» TASK DIRECTIONS
Reproduce exactly the lines beginning with the line that contains "sunflower field, given" and ending at the final line of the material below.

» RECORDS TO USE
^^^^^^^^

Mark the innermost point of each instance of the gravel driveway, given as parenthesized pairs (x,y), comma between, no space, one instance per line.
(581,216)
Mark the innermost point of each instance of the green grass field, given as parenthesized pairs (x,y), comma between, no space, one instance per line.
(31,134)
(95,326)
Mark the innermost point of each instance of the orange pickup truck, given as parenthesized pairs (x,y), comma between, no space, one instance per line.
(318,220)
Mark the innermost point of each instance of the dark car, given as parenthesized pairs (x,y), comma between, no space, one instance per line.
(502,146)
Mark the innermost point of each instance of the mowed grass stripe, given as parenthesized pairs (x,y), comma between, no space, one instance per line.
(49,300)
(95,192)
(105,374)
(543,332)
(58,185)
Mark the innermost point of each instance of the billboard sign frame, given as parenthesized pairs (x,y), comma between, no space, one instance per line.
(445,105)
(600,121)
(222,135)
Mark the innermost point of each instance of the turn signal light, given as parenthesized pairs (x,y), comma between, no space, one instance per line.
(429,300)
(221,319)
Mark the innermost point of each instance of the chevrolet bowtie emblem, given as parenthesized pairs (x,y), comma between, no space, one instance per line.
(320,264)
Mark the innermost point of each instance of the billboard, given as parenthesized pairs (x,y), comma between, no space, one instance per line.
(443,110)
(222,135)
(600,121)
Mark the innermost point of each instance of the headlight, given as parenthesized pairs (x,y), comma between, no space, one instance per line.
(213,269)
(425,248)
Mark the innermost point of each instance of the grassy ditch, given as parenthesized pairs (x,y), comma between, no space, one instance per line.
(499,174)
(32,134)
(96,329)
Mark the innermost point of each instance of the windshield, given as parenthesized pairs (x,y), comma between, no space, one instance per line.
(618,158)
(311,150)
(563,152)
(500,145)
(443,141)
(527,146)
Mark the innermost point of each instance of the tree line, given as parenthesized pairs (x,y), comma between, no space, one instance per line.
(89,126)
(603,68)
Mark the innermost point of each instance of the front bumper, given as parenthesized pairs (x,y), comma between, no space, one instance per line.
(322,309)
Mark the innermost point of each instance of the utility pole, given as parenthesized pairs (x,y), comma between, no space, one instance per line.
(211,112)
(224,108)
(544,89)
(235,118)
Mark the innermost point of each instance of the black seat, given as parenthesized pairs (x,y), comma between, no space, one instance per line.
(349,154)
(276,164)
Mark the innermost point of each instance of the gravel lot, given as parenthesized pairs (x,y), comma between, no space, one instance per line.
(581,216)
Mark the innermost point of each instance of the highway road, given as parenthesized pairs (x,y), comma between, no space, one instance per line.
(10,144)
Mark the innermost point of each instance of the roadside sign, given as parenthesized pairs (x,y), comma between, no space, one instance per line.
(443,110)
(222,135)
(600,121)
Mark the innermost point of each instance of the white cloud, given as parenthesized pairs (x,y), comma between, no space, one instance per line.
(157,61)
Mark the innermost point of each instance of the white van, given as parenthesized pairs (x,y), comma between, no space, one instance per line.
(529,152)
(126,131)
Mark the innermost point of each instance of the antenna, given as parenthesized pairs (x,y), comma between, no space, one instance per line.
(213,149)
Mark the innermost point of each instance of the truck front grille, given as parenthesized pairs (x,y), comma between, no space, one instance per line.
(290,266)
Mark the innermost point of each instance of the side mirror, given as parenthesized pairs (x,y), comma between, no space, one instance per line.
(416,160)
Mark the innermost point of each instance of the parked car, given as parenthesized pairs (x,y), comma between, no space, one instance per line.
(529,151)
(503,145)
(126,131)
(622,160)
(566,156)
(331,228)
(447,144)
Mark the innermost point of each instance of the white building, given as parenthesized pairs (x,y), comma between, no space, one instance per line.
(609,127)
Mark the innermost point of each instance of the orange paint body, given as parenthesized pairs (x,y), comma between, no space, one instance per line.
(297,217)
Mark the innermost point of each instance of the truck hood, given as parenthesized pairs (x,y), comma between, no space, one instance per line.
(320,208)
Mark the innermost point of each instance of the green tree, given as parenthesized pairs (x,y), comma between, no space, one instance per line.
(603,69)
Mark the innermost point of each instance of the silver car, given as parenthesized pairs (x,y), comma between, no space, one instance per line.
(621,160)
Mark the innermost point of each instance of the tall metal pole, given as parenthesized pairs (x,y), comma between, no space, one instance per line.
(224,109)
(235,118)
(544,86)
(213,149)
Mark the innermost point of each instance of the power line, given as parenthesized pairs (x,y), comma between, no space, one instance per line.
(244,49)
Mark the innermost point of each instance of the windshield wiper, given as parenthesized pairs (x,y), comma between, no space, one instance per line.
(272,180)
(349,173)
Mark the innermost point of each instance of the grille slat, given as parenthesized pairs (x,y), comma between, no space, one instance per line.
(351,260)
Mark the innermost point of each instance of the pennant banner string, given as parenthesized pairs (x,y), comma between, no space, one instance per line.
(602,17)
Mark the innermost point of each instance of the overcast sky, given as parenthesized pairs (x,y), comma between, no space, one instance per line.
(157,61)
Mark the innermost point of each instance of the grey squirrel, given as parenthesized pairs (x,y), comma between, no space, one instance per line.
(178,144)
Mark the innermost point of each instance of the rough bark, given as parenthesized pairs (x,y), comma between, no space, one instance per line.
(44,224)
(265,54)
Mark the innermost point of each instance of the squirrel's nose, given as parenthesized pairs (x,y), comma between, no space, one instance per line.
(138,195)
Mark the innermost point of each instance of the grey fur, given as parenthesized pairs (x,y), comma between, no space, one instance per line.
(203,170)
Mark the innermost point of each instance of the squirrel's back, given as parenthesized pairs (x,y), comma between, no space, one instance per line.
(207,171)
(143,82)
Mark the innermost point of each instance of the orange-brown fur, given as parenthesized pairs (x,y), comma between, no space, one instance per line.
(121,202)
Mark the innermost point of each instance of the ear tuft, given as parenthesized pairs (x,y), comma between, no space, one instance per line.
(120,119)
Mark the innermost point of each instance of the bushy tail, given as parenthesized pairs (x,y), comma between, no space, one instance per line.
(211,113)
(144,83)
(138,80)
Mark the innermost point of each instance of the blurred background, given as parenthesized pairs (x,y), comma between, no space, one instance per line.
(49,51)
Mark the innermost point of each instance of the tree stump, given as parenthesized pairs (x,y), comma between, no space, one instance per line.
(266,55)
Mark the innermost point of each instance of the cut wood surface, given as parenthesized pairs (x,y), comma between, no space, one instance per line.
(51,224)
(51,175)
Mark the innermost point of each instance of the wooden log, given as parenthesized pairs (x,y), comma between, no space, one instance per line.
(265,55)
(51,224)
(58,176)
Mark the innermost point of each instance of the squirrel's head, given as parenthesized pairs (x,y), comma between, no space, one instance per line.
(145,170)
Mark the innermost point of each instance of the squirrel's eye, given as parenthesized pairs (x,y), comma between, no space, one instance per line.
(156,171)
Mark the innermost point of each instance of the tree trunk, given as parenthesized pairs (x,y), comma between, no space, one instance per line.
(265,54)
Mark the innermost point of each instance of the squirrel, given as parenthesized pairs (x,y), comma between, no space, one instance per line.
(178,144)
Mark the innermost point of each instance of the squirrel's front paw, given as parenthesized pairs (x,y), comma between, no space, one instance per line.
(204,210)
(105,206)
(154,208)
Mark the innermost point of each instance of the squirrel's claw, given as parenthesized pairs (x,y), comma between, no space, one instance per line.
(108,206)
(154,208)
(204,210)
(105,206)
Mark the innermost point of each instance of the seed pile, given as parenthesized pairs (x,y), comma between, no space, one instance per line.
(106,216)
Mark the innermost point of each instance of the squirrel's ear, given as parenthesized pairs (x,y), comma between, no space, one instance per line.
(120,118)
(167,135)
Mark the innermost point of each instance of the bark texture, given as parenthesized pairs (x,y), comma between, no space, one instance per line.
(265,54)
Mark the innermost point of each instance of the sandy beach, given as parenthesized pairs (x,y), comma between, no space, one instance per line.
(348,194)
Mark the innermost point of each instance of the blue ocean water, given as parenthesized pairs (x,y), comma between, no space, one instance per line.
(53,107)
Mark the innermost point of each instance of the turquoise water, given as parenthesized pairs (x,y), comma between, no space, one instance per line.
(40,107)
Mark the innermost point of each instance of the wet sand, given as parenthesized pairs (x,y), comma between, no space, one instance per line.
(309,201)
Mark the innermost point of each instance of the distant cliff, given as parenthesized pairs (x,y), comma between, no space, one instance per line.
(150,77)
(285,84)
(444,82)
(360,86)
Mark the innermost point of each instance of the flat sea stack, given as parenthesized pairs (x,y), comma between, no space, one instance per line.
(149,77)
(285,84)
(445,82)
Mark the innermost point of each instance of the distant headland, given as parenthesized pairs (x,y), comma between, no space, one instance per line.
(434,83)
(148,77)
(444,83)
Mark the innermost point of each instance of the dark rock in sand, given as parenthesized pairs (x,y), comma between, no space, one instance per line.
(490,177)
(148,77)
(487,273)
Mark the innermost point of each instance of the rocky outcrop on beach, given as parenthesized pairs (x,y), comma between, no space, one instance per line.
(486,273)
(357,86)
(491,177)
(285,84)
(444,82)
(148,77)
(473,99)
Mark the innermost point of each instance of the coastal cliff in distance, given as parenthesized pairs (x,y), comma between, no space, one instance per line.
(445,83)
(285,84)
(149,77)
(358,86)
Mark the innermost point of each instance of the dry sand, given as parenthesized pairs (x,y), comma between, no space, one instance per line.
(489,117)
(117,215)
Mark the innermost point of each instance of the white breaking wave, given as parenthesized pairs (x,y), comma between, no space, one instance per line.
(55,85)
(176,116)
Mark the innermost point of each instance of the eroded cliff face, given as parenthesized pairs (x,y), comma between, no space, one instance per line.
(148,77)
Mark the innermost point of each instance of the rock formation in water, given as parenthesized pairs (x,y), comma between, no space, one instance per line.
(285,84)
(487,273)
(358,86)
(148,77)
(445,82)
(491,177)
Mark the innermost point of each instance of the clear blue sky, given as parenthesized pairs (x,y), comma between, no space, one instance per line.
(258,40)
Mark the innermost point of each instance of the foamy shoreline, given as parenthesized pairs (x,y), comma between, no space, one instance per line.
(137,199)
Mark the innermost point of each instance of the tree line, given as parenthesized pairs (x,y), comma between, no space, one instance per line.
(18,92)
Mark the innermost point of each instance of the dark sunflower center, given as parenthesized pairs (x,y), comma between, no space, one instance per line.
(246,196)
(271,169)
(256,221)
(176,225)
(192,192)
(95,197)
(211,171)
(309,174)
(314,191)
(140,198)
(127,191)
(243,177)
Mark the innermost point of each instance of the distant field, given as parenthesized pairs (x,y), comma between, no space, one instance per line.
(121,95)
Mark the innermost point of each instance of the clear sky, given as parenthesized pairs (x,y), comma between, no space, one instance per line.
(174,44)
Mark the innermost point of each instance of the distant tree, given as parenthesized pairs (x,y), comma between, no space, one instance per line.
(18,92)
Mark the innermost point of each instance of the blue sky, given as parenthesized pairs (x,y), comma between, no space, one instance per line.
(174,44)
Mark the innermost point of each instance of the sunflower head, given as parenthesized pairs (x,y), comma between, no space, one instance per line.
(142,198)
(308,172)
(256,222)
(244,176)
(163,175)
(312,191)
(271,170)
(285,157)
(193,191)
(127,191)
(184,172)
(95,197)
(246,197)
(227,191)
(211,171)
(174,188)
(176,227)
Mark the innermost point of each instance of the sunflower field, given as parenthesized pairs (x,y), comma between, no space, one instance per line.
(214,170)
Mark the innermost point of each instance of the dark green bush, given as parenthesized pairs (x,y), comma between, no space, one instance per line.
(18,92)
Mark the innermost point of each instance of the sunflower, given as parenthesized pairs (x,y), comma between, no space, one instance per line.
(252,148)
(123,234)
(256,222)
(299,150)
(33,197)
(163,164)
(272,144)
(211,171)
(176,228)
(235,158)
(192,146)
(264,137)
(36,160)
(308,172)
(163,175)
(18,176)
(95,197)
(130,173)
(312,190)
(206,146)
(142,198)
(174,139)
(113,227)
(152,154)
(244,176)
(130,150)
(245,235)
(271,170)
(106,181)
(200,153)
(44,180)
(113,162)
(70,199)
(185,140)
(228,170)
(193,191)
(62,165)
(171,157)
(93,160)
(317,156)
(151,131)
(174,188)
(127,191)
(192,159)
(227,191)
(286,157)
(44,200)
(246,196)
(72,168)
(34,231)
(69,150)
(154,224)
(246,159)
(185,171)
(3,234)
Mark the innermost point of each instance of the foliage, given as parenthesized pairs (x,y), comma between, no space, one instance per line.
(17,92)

^^^^^^^^

» EXERCISE SOLUTION
Mark the innermost point of each instance of the sunflower field, given as parenthesized pairs (x,y), comma between, no space, one instance per line.
(214,170)
Mark the innermost point of each instance of the dark green bush, given as parenthesized pairs (x,y), comma between, no space, one instance per line.
(18,92)
Mark the innermost point of each instance of the sunflower, given as parenthesized pairs (x,y), comma between, no space, one instance per line.
(252,148)
(123,234)
(256,222)
(299,150)
(33,197)
(163,164)
(272,144)
(211,171)
(176,228)
(235,158)
(192,146)
(264,137)
(36,160)
(308,172)
(163,175)
(18,176)
(95,197)
(130,173)
(312,190)
(206,146)
(142,198)
(174,139)
(113,227)
(152,154)
(244,176)
(130,150)
(245,235)
(271,170)
(106,181)
(200,153)
(44,180)
(113,162)
(70,199)
(185,140)
(228,170)
(193,191)
(62,165)
(171,157)
(93,160)
(317,156)
(151,131)
(174,188)
(127,191)
(192,159)
(227,191)
(286,157)
(44,200)
(246,196)
(72,168)
(34,231)
(69,150)
(154,224)
(246,159)
(185,171)
(3,234)
Mark the innermost point of each instance of the foliage, given as parenthesized pairs (x,y), comma between, no space, one instance per line.
(17,92)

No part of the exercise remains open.